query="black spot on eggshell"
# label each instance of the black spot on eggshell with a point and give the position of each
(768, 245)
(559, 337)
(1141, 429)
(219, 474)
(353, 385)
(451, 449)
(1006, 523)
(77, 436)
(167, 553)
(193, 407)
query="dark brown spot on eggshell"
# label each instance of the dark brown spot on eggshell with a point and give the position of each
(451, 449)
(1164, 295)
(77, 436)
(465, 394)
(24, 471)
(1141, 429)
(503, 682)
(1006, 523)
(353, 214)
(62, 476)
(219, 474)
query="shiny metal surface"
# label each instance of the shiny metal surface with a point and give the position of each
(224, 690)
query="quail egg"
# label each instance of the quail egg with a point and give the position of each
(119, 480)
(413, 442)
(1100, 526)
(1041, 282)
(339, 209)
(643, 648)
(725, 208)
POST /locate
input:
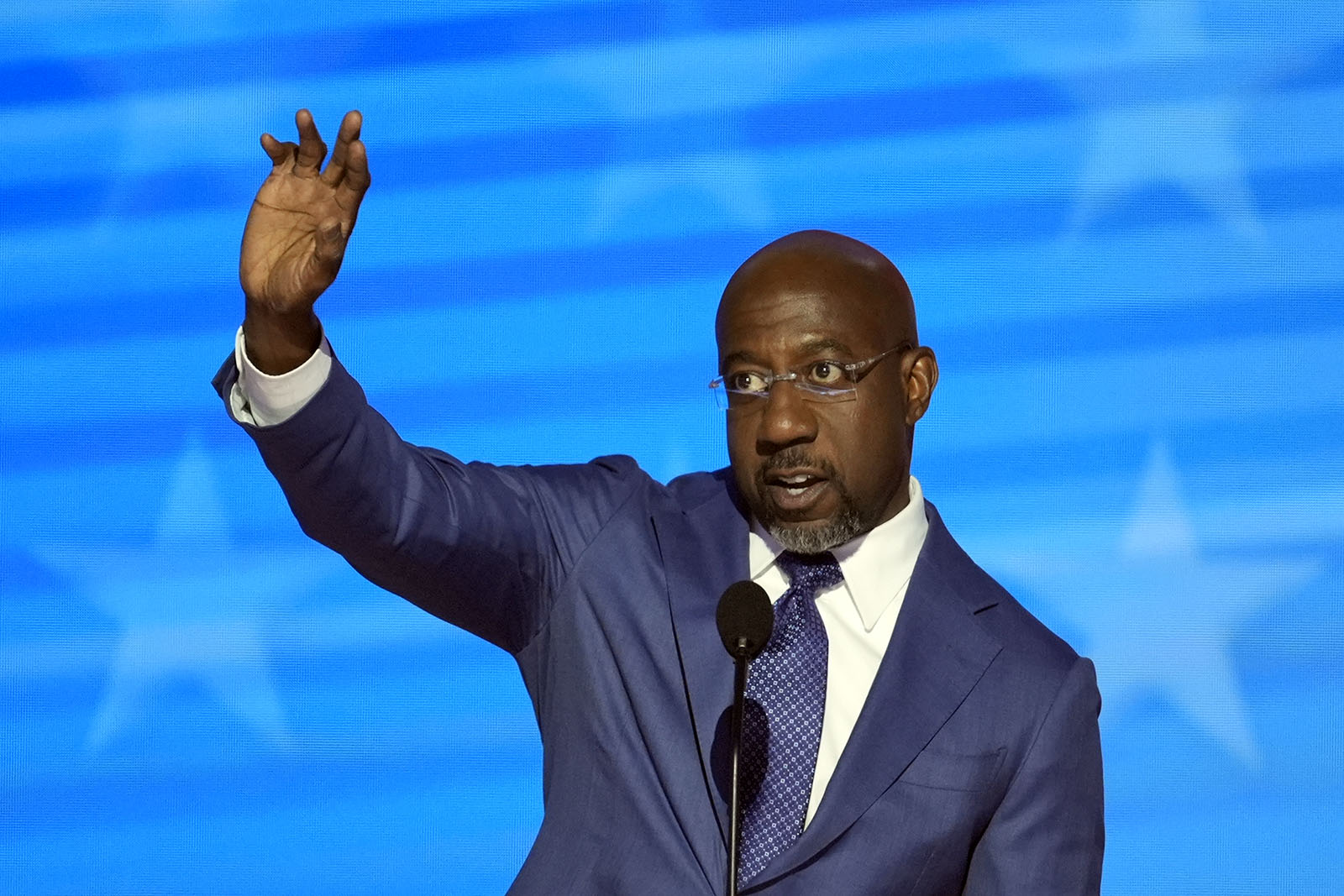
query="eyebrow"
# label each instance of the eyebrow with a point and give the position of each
(817, 345)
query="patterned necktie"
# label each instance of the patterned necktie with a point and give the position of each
(783, 730)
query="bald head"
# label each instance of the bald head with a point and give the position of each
(819, 465)
(819, 262)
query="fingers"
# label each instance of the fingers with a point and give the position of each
(353, 187)
(311, 147)
(280, 154)
(349, 134)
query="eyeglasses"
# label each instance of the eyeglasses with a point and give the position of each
(822, 380)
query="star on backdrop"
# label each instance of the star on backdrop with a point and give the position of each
(1162, 618)
(192, 609)
(642, 85)
(1139, 141)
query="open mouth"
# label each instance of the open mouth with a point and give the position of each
(796, 490)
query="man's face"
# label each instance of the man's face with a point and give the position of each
(816, 474)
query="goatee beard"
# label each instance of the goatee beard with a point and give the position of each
(803, 537)
(811, 537)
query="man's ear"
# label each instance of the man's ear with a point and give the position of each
(921, 379)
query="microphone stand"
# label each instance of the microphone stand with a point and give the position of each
(739, 689)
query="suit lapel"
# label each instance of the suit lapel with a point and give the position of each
(936, 658)
(705, 550)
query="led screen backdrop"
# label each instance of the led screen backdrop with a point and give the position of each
(1122, 226)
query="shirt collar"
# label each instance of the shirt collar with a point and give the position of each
(877, 564)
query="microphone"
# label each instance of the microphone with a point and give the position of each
(746, 621)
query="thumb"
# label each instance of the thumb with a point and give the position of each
(331, 241)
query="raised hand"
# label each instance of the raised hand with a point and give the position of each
(296, 238)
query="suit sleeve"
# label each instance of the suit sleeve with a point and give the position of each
(1047, 835)
(483, 547)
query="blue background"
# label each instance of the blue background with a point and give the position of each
(1122, 226)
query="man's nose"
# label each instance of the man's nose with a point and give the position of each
(785, 419)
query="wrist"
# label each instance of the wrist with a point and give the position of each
(277, 342)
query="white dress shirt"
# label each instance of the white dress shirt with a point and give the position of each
(859, 613)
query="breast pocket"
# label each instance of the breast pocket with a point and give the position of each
(952, 770)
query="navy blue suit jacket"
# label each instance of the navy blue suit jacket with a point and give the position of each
(974, 766)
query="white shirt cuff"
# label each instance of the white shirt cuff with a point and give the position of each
(262, 399)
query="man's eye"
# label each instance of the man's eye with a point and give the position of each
(826, 374)
(745, 382)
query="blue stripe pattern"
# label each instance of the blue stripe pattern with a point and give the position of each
(1121, 221)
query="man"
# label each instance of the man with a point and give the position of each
(913, 728)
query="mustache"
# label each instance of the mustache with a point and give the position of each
(792, 457)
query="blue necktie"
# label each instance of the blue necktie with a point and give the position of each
(781, 725)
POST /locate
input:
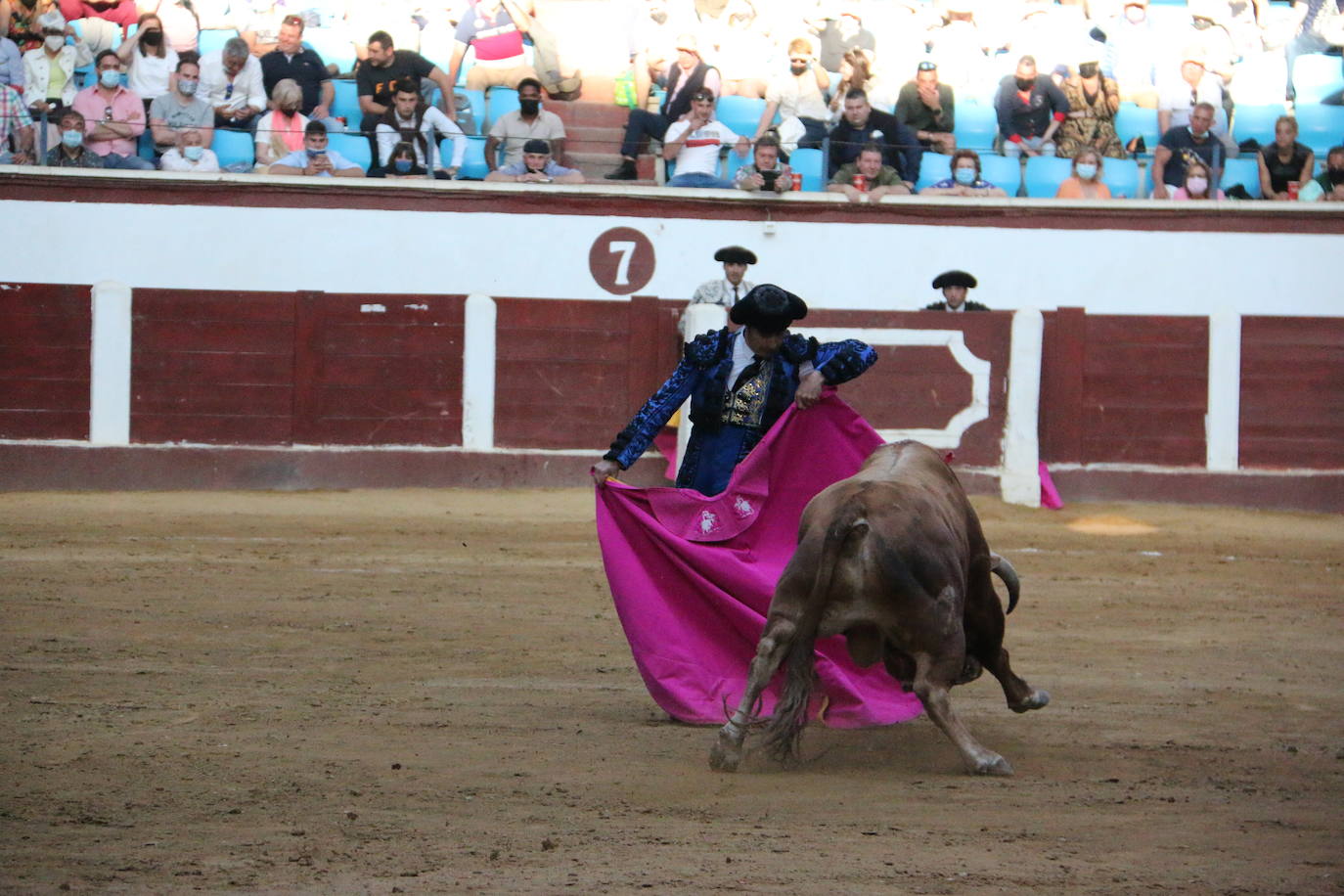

§ **TASK TO COMPLETE**: Leaving out the pictures, return the records exactly as given.

§ **FINISHED EXERCISE**:
query="black spot on eggshell"
# label each instance of the black spot on eggshell with a point and give the position of each
(768, 245)
(559, 337)
(1141, 429)
(219, 474)
(353, 385)
(451, 449)
(1006, 523)
(77, 436)
(167, 553)
(193, 407)
query="dark brown spot on eggshell"
# label each instance of the dark brown spot on eggshell with a point and give the position of each
(451, 449)
(1164, 295)
(77, 436)
(465, 394)
(24, 471)
(1141, 429)
(503, 682)
(1006, 523)
(353, 214)
(62, 476)
(219, 474)
query="shiny metal surface"
# label each instance of the shiny metal surface with a point and give the position of each
(224, 690)
query="quail egg"
# label each instance of the quail egg with a point and give the position of each
(119, 480)
(413, 442)
(1100, 526)
(1041, 282)
(339, 209)
(643, 648)
(725, 208)
POST /locate
input:
query="eyebrow"
# label each instance of the eyebrow with a point and give the position of each
(817, 345)
query="patterned necktie"
# label each instance of the patterned necktie with a point and give the position of each
(783, 730)
query="bald head"
# label each instance of the bald head with a point and give the position of each
(819, 465)
(819, 262)
query="fingers"
# label each instance of the fingers with a point and give the position of each
(353, 187)
(311, 147)
(280, 154)
(349, 134)
query="eyeglasses"
# label each instance of the eyeglasses with a point and give the position of each
(822, 380)
query="star on backdrop"
# label each instance of the star on backdrop with a point and give the position of each
(1162, 618)
(192, 609)
(642, 85)
(1139, 141)
query="open mouth"
# label each instance of the open mouth with a point and give the position of each
(796, 490)
query="man's face"
# label each instance of the man's face with a point and give the position of each
(816, 474)
query="goatee beard"
# label each instance of the goatee beard with a point and give the position of each
(803, 537)
(811, 537)
query="man's ear"
# label each instance of the man's ear with a point and give the position of each
(921, 379)
query="microphone stand"
# label each instance of the microphone stand with a point and give the position of each
(739, 689)
query="suit lapel"
# label each instance of the suit lapel with a point and give the position of each
(936, 658)
(705, 550)
query="led screen backdrop"
# label each instance of the led screen backdrop with a point and give the position of each
(1122, 226)
query="shirt collar"
# label each instance of the shirt collar with a point and give the position of each
(877, 564)
query="microphone"
# label each instance of the microphone with a point and give the position of each
(746, 621)
query="thumb"
# label each instance of the thumb with a point and give the position of each
(331, 241)
query="raised hand"
# label each instance of the raised hand with a point and give the position of each
(296, 238)
query="suit sleeve"
# label each instance of the suit sleeve with a point and give the position of each
(1047, 835)
(483, 547)
query="blue background"
# label each instance of the blue background with a point and give the position of each
(1122, 226)
query="man's nose"
# label each instance of the man's nose with a point and give the position of each
(785, 419)
query="wrist"
# label each instance of the wrist with a point and give the position of each
(277, 342)
query="white dress shirt"
# label each instance of the white dress shirt with a point and give the position of each
(859, 613)
query="breast pocket"
# label each instance of the breast pocket with a point and give the position of each
(952, 770)
query="navy blue suit jacket"
# label each instance of the navy blue suit jacket with a point and give the position of each
(974, 766)
query="white shirt cuff"
# label each instance of the white shirt cuff with a point and give the position of each
(262, 399)
query="man's eye"
# label each instance of the man's eye with a point and give the position of each
(826, 374)
(745, 382)
query="blue stripe pattern"
# label each instance of the blue stripe pattern with a point and give the position of each
(1121, 221)
query="man"
# label each instance of the man with a point and give the position of each
(913, 728)
query="mustache"
# label each instance of the mustache with a point and give the position of each
(792, 457)
query="blue necktie"
# label each instance of the blue necktie with a point and give the position of each
(781, 725)
POST /locate
input:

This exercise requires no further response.